## GOALS
[1] From the comment on SYSTEMML-512, quote the passage between "[~mwdus...@us.ibm.com] I'm afraid" and "troubleshooting guide.", inclusive.
[2] Translate this sentence from the comment on SYSTEMML-512 into Spanish: "In our old readme, we recommended the same for HADOOP_CLIENT_OPTS."
[3] Answer these questions using the comment on SYSTEMML-512:
(a) What internal memory fractions are currently used for the driver?
(b) Which two JVM options are said to be commonly configured already for map/reduce tasks on yarn/mapreduce?
(c) Besides updating sparkDML, where does the comment propose adding this for Spark?

## EXTRACTED TEXT
********

[ 
https://issues.apache.org/jira/browse/SYSTEMML-512?page=com.atlassian.jira.plugin.system.issuetabpanels:comment-tabpanel&focusedCommentId=15153678#comment-15153678
 ] 

Matthias Boehm commented on SYSTEMML-512:
-----------------------------------------

[~mwdus...@us.ibm.com] I'm afraid not (other than using too conservative 
internal memory fractions, which are currently at 70%+15% for the driver). For 
yarn/mapreduce it is quite common that map/reduce task jvm opts are already 
configured w/ -Xmn or -XX:NewRatio. In our old readme, we recommended the same 
for HADOOP_CLIENT_OPTS. For Spark, I would say we should (1) update our 
sparkDML to do this automatically, and (2) also add this to our future 
troubleshooting guide.

********

## DATA EXTRACT

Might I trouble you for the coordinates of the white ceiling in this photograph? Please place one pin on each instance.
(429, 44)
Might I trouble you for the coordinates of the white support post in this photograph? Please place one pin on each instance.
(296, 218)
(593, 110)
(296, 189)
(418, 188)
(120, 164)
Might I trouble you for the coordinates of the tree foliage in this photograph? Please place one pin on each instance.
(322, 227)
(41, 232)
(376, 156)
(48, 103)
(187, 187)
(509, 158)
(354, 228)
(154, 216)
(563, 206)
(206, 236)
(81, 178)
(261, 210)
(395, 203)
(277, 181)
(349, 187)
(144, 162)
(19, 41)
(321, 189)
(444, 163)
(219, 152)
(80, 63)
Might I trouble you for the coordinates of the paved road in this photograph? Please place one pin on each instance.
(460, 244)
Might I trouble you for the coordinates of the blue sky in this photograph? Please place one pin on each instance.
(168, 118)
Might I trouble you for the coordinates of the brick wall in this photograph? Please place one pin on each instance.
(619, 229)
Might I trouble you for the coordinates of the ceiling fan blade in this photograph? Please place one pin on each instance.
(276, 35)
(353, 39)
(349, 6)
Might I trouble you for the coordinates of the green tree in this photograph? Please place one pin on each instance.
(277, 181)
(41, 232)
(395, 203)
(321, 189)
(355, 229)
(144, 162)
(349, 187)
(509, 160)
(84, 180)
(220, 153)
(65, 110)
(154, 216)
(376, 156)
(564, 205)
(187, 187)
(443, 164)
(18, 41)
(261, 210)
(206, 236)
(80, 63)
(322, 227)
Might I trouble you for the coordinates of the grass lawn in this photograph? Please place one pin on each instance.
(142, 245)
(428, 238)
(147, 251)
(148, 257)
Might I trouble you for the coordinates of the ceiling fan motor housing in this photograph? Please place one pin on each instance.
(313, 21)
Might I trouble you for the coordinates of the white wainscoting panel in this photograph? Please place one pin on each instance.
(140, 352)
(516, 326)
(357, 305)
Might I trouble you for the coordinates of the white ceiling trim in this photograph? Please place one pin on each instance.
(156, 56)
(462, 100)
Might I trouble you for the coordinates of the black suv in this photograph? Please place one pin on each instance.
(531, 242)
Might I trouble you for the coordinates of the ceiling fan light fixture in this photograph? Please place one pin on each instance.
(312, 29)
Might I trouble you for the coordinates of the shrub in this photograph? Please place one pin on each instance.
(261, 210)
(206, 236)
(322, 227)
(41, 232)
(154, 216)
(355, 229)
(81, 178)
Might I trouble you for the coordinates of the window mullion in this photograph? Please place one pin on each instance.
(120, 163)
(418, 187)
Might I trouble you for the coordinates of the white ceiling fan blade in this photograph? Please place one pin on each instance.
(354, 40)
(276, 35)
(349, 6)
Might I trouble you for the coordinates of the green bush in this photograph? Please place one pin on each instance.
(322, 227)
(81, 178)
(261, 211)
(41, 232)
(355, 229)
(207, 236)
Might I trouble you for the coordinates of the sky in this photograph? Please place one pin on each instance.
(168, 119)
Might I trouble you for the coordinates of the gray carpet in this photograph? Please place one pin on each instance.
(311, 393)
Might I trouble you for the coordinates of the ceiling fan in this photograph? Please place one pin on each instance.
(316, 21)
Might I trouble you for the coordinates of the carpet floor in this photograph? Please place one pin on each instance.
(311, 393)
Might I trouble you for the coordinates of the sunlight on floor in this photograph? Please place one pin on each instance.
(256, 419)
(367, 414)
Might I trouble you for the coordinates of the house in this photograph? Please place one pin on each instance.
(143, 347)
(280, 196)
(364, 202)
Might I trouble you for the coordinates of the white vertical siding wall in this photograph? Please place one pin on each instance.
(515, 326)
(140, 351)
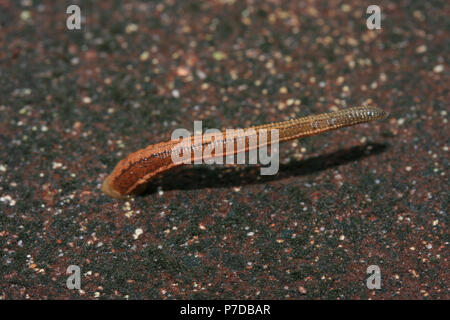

********

## CORRECT ANSWERS
[1]
[~mwdus...@us.ibm.com] I'm afraid not (other than using too conservative 
internal memory fractions, which are currently at 70%+15% for the driver). For 
yarn/mapreduce it is quite common that map/reduce task jvm opts are already 
configured w/ -Xmn or -XX:NewRatio. In our old readme, we recommended the same 
for HADOOP_CLIENT_OPTS. For Spark, I would say we should (1) update our 
sparkDML to do this automatically, and (2) also add this to our future 
troubleshooting guide.

[2] En nuestro antiguo readme, recomendábamos lo mismo para HADOOP_CLIENT_OPTS.

[3]
(a) 70%+15%
(b) -Xmn and -XX:NewRatio
(c) The future troubleshooting guide